>> Start Extracted text
Build postprocessors to reset metadata fields and hardlink files for build reproducibility
This crate provides two related programs for package build postprocessing.
add-det
add-det takes one or more paths as arguments,
and will recursively process normal files in those paths,
attempting to run a set of type-specific handlers on any files with extensions that match.
(Each argument can be either a single file or a directory to be processed recursively.)
For each processed file, a temporary file is opened, the contents are rewritten, the modification timestamp is copied from the original file to the temporary copy, and the copy is renamed over the original.
If processing fails, a warning is emitted, but no modifications are made and the program returns success.
The purpose of this tool is to eliminate common sources of non-determinism in builds, making it easier to create reproducible (package) builds.
Usage
Standalone usage
$ add-det /path/to/file /path/to/directory
Note that the program works in-place, replacing input files with the rewritten versions (if any modifications are made).
Some useful options:
- -v— enable debug output
- -j [N]— use- Nworkers (or as many as CPUs, if- Nis not given)
- --handler list|HANDLER|-HANDLER— constrain the list of handlers. Takes a comma-separated list of names, either a list of "positive" names, in which case only listed handlers will be used, or a list of "negative" names, each prefixed by minus, in which case the listed handlers will not be used. By default, handlers that cannot be initialized are skipped with a warning. If a "positive" list is given, failure to initialize a handler will cause an error. The special value- listcan be used to list known handlers.
- --brp— enable "build root program" mode, see below.
- -V,- --version— print program version
In an rpm build environment
When invoked with --brp, the $RPM_BUILD_ROOT environment variable must be defined and not empty.
All arguments must be below $RPM_BUILD_ROOT.
>> End Extracted text
>> Start Material provided
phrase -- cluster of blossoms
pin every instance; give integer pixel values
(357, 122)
>> End Material provided
• **Problem set**
1 - From the add-det documentation, list each step performed on a processed file, in order.
2 - Quote the add-det documentation word for word, starting with "(Each argument can" and going on through "reproducible (package) builds.".

• **Task solutions**
1 -
1. A temporary file is opened.
2. The contents are rewritten.
3. The modification timestamp is copied from the original file to the temporary copy.
4. The copy is renamed over the original.

2 -
(Each argument can be either a single file or a directory to be processed recursively.)
For each processed file, a temporary file is opened, the contents are rewritten, the modification timestamp is copied from the original file to the temporary copy, and the copy is renamed over the original.
If processing fails, a warning is emitted, but no modifications are made and the program returns success.
The purpose of this tool is to eliminate common sources of non-determinism in builds, making it easier to create reproducible (package) builds.